## EXCERPT PROVIDED
════════

Fanny von Arnstein

Fanny von Arnstein, Lithograph by Louis Pereira, 1819

Baroness Franziska "Fanny" von Arnstein, born Vögele Itzig (September 29, 1758, Berlin – June 8, 1818, near Vienna) was a leader of society in Vienna.

Fanny Arnstein was born the daughter of Daniel Itzig, and was a member of the extensive and influential Jewish Itzig family.

She married the banker Nathan Adam von Arnstein, a partner in the firm of Arnstein and Eskeles; her sister Caecilie (Zipperche) was married to the other partner, Bernhard von Eskeles. They brought the social influences of Berlin to Vienna, notably the concept of the intellectual salon, to the Vienna of Joseph II. The Arnstein mansion at Vienna and her villas at Schönbrunn and Baden bei Wien were regularly used for hospitality. She was also involved in charitable works.

During the Vienna Congress the Arnstein salon was frequented by celebrities including Wellington, Talleyrand, Hardenberg, Rahel Varnhagen and her husband, the Schlegels, Justinus Kerner, Karoline Pichler, and Zacharias Werner. She was one of the founders of the Gesellschaft der Musikfreunde and was herself a skilled musician.

In 1814, Fanny von Arnstein introduced a new custom from Berlin, hitherto unknown in Vienna: the Christmas tree.

Her only daughter, Henrietta, Baroness Pereira-Arnstein, was also a skilled musician and a regular correspondent of her cousin, Lea Salomon, wife of Abraham Mendelssohn and mother of Felix and Fanny Mendelssohn (who was named after Fanny Arnstein).

════════

## DATA FOR REVIEW
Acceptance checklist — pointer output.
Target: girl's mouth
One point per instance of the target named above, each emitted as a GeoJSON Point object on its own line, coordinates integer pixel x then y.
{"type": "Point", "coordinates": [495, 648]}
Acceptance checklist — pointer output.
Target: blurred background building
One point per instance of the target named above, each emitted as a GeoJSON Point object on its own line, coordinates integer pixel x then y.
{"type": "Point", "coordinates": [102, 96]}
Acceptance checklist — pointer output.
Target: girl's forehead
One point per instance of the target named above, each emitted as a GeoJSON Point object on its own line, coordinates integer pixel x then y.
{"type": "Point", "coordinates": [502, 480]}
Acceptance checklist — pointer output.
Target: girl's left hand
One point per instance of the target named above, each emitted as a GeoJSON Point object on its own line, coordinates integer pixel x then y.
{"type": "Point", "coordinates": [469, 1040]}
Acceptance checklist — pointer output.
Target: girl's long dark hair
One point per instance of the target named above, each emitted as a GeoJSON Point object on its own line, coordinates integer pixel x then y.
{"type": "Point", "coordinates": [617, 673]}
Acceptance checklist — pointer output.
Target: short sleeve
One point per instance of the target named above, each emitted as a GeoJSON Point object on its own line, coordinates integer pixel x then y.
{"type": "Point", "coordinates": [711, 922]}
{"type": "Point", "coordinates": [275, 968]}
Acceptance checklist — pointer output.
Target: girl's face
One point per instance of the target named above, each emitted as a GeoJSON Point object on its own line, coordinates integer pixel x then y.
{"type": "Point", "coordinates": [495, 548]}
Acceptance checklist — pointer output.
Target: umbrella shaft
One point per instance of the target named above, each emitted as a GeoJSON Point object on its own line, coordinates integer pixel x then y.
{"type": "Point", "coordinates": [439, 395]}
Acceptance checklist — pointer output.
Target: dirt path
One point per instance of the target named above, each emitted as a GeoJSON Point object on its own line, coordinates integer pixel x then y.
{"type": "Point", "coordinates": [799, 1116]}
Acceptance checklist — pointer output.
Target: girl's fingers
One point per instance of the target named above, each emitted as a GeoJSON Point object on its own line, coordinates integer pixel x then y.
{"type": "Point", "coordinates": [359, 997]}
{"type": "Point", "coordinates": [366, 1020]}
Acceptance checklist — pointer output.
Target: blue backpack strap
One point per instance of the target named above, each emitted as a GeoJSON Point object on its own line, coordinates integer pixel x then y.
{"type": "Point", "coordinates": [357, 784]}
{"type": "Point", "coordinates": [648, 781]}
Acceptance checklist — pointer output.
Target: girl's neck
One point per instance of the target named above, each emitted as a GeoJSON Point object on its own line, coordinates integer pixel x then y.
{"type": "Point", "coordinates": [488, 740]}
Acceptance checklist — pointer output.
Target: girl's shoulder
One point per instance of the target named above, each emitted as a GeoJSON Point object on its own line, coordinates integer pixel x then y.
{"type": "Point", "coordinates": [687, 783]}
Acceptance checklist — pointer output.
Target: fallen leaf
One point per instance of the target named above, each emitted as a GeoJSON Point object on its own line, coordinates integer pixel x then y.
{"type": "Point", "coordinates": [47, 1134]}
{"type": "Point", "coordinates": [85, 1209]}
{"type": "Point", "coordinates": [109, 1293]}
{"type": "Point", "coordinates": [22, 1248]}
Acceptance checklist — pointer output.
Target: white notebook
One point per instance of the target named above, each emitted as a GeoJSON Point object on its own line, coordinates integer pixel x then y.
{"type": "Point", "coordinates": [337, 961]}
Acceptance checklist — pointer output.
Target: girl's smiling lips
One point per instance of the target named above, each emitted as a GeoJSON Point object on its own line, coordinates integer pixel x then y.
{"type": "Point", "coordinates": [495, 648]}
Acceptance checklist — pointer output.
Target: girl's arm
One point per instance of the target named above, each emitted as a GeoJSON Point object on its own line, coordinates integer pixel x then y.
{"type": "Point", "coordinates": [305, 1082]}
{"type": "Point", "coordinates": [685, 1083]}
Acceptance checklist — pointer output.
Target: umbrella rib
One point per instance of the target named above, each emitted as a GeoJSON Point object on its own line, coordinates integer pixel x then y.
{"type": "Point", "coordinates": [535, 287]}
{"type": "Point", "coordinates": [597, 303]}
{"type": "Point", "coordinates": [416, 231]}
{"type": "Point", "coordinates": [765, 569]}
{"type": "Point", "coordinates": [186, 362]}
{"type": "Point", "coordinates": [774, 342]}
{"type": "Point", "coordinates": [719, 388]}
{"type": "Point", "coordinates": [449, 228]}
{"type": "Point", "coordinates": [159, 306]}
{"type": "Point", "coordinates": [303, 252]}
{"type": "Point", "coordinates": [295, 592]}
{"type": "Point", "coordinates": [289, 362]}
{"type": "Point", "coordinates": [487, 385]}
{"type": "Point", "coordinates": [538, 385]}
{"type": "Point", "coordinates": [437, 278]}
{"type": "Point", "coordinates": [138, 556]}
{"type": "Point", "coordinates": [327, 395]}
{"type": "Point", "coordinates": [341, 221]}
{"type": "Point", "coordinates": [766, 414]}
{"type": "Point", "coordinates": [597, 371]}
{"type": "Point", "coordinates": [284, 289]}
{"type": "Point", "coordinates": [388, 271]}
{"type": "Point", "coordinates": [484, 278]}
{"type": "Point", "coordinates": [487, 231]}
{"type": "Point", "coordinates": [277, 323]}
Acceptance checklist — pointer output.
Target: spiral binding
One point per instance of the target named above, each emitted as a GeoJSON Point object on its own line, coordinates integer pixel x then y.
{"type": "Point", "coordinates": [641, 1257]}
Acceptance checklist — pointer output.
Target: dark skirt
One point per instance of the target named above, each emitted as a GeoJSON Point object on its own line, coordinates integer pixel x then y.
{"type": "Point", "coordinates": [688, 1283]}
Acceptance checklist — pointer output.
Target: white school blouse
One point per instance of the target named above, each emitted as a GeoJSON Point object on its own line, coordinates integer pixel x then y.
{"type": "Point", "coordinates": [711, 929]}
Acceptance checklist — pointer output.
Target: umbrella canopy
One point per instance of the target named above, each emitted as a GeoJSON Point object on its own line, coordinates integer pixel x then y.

════════

## WORK INSTRUCTIONS
1. Rewrite the Fanny von Arnstein text between "During the Vienna" and "a skilled musician.", inclusive, using "Congress of Vienna" in place of "Vienna Congress".
2. In the Fanny von Arnstein text, what year did she bring the Christmas tree to Vienna?
3. According to the Fanny von Arnstein text, where were her homes used for hospitality located?

## EXPECTED RESULTS
1.
During the Congress of Vienna the Arnstein salon was frequented by celebrities including Wellington, Talleyrand, Hardenberg, Rahel Varnhagen and her husband, the Schlegels, Justinus Kerner, Karoline Pichler, and Zacharias Werner. She was one of the founders of the Gesellschaft der Musikfreunde and was herself a skilled musician.

2. 1814

3. Vienna (the Arnstein mansion), Schönbrunn (a villa), and Baden bei Wien (a villa)